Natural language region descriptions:
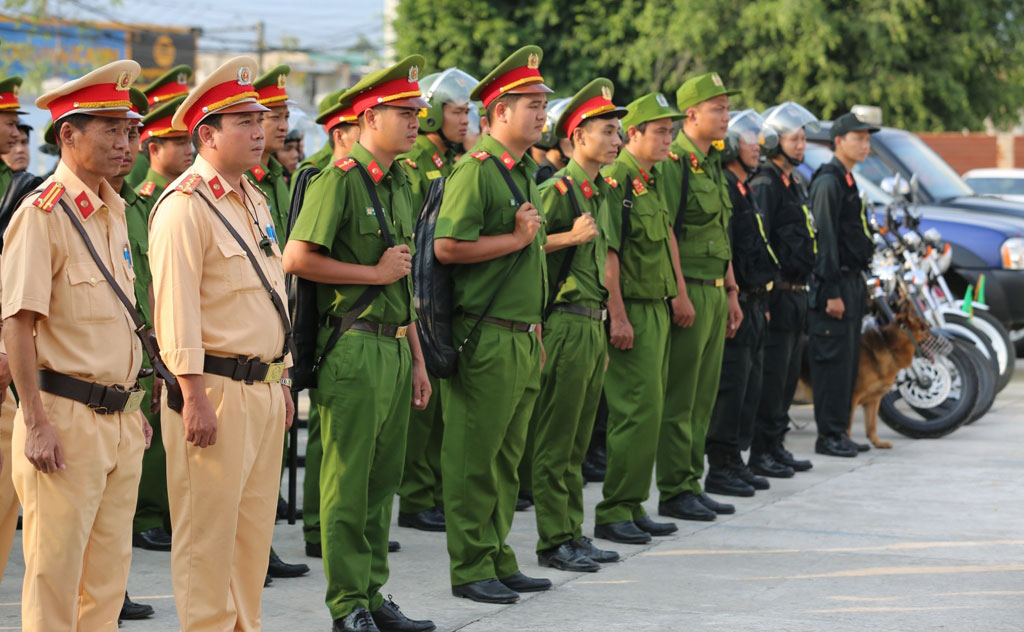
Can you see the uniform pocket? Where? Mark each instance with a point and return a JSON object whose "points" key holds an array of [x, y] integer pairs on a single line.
{"points": [[91, 297]]}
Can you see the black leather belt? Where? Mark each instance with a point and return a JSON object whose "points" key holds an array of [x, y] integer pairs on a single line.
{"points": [[714, 283], [597, 314], [513, 325], [101, 398], [242, 369], [388, 331]]}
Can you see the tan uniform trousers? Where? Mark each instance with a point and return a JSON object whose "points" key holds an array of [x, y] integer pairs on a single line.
{"points": [[223, 501], [8, 498], [77, 522]]}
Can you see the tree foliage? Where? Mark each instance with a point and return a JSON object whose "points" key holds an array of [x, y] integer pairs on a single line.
{"points": [[931, 65]]}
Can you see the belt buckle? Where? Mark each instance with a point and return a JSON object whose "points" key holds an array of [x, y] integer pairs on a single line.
{"points": [[134, 404], [274, 371]]}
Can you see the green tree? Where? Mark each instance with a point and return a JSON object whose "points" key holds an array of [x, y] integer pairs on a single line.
{"points": [[931, 65]]}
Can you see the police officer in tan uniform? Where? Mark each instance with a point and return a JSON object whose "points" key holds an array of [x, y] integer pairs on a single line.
{"points": [[79, 434], [223, 336]]}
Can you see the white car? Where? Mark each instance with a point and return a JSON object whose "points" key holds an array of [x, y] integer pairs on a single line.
{"points": [[1006, 183]]}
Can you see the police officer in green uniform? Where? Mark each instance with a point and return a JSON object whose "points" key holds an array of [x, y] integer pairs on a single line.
{"points": [[755, 266], [268, 175], [496, 248], [708, 304], [573, 333], [375, 372], [170, 85], [442, 128], [782, 199], [838, 297], [640, 274]]}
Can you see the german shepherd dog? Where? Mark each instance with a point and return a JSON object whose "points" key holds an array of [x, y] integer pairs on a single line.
{"points": [[884, 352]]}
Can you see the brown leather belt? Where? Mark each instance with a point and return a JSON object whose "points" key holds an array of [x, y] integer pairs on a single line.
{"points": [[597, 314], [388, 331], [714, 283], [242, 369], [101, 398], [513, 325]]}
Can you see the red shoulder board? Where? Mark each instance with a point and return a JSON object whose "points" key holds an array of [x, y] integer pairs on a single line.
{"points": [[48, 199], [188, 184], [345, 163]]}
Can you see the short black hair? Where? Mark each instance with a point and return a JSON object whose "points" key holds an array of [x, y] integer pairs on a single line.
{"points": [[214, 121]]}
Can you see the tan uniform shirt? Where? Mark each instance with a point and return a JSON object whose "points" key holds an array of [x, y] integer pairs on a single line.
{"points": [[208, 297], [82, 329]]}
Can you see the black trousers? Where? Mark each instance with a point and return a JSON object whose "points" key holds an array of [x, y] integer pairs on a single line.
{"points": [[834, 350], [731, 426], [781, 367]]}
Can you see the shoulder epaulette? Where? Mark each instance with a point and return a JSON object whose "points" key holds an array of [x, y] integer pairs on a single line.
{"points": [[188, 184], [48, 199], [345, 163]]}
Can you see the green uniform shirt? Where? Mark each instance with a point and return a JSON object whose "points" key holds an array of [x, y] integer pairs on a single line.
{"points": [[645, 268], [338, 214], [585, 284], [424, 164], [704, 247], [271, 181], [477, 202], [137, 215]]}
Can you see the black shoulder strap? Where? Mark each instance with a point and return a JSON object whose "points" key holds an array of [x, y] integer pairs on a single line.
{"points": [[274, 297], [684, 193], [147, 342], [563, 269]]}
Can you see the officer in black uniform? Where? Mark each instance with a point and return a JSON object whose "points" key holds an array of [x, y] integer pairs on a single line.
{"points": [[782, 200], [755, 266], [839, 296]]}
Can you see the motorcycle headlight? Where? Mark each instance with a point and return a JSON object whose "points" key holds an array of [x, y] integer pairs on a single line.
{"points": [[1013, 253]]}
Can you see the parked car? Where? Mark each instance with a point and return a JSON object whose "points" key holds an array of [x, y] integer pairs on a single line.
{"points": [[1005, 183]]}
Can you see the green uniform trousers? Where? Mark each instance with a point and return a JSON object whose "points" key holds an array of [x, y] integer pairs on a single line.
{"points": [[563, 419], [153, 510], [421, 478], [634, 388], [310, 482], [694, 370], [487, 405], [365, 391]]}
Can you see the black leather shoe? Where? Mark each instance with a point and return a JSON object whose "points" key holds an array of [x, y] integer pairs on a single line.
{"points": [[833, 446], [424, 520], [726, 481], [153, 540], [131, 611], [567, 557], [645, 522], [521, 583], [783, 456], [686, 506], [714, 505], [626, 532], [390, 619], [486, 591], [766, 465], [356, 621], [280, 569], [585, 546]]}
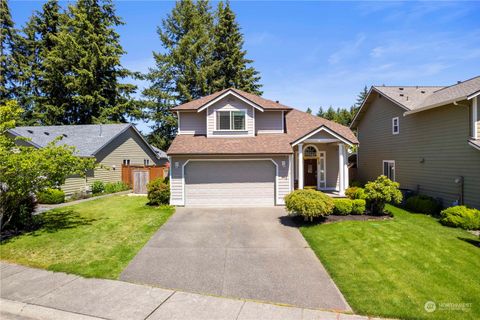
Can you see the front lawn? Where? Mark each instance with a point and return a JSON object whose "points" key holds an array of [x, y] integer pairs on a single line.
{"points": [[97, 238], [392, 268]]}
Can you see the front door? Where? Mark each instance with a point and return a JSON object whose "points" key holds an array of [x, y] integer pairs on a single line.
{"points": [[310, 169]]}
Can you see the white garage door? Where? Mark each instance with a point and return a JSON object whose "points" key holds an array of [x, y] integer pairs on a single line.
{"points": [[230, 183]]}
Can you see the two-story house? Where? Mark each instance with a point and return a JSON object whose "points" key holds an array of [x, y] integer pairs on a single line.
{"points": [[425, 138], [237, 149]]}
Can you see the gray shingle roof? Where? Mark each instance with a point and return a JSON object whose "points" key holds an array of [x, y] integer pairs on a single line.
{"points": [[86, 138]]}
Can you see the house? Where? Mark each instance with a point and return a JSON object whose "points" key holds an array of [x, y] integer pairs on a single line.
{"points": [[237, 149], [116, 147], [425, 138]]}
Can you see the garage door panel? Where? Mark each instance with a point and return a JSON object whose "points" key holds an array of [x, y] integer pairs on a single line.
{"points": [[230, 183]]}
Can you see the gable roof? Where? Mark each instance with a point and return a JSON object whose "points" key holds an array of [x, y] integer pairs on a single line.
{"points": [[87, 139], [254, 99], [419, 98]]}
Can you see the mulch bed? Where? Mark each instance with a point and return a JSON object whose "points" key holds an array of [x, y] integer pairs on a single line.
{"points": [[363, 217]]}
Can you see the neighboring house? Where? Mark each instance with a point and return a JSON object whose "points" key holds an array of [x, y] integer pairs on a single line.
{"points": [[425, 138], [113, 145], [238, 149]]}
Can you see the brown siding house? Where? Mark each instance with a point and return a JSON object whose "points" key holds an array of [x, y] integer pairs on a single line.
{"points": [[425, 138]]}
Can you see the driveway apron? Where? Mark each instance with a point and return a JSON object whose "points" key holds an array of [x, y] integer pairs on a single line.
{"points": [[250, 253]]}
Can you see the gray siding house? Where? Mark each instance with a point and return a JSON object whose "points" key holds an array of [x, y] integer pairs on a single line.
{"points": [[112, 145], [238, 149], [425, 138]]}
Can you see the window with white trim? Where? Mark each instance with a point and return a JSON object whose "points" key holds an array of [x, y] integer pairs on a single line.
{"points": [[395, 125], [231, 120], [389, 169]]}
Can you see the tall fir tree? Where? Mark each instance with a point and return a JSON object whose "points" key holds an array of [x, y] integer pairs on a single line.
{"points": [[183, 71], [232, 68], [82, 69], [9, 66]]}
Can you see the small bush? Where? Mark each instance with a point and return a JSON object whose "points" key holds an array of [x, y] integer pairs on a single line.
{"points": [[423, 204], [461, 217], [309, 204], [358, 206], [342, 207], [158, 192], [98, 187], [380, 192], [355, 193], [112, 187], [51, 196]]}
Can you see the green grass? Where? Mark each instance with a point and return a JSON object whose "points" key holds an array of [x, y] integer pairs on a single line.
{"points": [[391, 268], [97, 238]]}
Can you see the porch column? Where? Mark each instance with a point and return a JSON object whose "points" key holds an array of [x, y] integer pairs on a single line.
{"points": [[300, 166], [341, 170]]}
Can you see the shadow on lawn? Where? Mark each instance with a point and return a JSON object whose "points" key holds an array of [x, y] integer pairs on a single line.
{"points": [[474, 242]]}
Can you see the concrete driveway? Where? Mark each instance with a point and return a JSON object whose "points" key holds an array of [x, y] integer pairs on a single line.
{"points": [[250, 253]]}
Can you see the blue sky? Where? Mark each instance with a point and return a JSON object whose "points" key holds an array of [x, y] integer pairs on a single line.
{"points": [[313, 54]]}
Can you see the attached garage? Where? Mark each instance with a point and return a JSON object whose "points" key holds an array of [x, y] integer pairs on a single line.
{"points": [[230, 183]]}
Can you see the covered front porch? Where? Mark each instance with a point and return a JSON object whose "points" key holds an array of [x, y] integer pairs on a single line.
{"points": [[321, 162]]}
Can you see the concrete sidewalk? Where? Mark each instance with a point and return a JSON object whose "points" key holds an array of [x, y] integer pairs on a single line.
{"points": [[28, 293]]}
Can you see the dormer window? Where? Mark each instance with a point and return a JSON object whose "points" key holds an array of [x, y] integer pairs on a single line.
{"points": [[231, 120], [395, 125]]}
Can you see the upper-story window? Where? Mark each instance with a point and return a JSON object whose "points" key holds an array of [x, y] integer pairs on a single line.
{"points": [[395, 125], [231, 120]]}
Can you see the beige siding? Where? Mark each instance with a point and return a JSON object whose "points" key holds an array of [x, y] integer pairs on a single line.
{"points": [[127, 145], [283, 185], [430, 151], [269, 122], [193, 123], [230, 103], [331, 160]]}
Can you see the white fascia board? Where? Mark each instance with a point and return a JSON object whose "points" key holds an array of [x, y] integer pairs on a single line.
{"points": [[227, 93]]}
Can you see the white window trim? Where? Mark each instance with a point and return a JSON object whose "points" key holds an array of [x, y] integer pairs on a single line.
{"points": [[245, 112], [398, 125], [394, 169], [277, 201]]}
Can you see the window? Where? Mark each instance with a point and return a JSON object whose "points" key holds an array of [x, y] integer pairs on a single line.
{"points": [[389, 169], [395, 125], [231, 120]]}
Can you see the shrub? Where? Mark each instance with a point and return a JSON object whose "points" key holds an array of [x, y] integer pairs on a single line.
{"points": [[342, 207], [423, 204], [51, 196], [355, 193], [461, 217], [112, 187], [98, 187], [380, 192], [358, 206], [309, 204], [158, 192]]}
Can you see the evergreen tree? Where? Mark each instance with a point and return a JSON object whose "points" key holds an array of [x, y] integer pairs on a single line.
{"points": [[231, 67], [82, 67], [9, 68], [183, 71]]}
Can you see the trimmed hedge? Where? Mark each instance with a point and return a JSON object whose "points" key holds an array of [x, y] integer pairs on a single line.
{"points": [[158, 192], [309, 204], [51, 196], [423, 204], [359, 206], [355, 193], [342, 207], [461, 217]]}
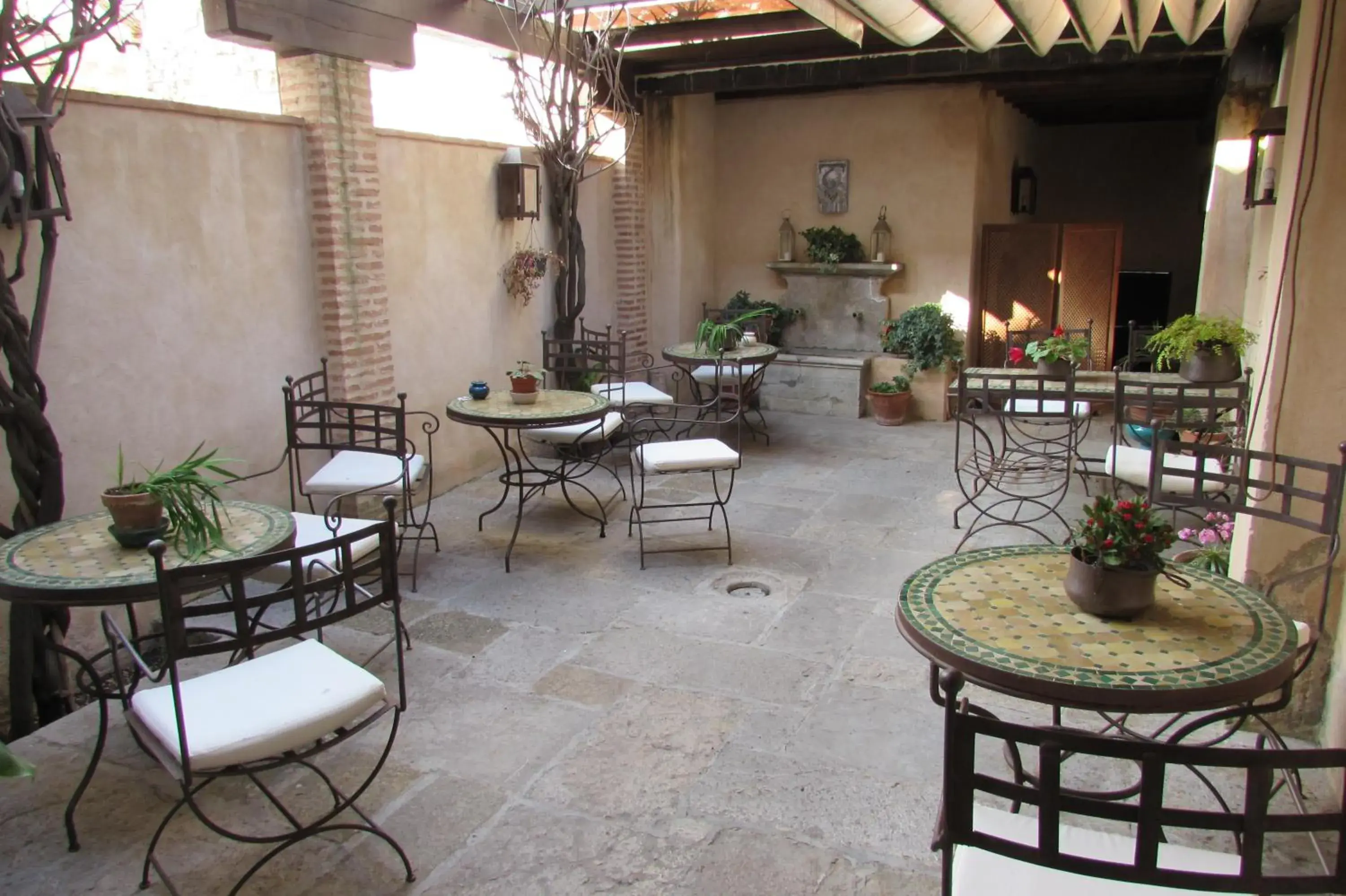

→ **Exercise brief**: Going from the line holding "Can you see the window?" to the last line of the data above, reproduce every line exactly, both included, with the pictures omitted.

→ **Solution below**:
Can you see the window? Where? Mark each instance with a point and return a JSON object whose "points" key holds an array of [x, y] integer pairs on a single line.
{"points": [[389, 169], [395, 125], [231, 120]]}
Can you see the shrub? Where? Mark each instance with a point and return a JSON object whose "points" key holds an array of [x, y] integer pairs on a single line.
{"points": [[342, 207], [423, 204], [51, 196], [355, 193], [461, 217], [112, 187], [98, 187], [380, 192], [358, 206], [309, 204], [158, 192]]}
Can you see the evergreen tree? Where? Mark each instance with a point and return a JSON object whose "points" key holds an array of [x, y] integer pairs on a single line.
{"points": [[231, 67], [82, 67], [9, 68], [183, 71]]}
Can you see the trimmed hedge? Where? Mark each instance with a point and return a JSON object whose "points" key holds an array of [x, y] integer pairs on a single line.
{"points": [[158, 192], [309, 204], [51, 196], [423, 204], [359, 206], [355, 193], [342, 207], [461, 217]]}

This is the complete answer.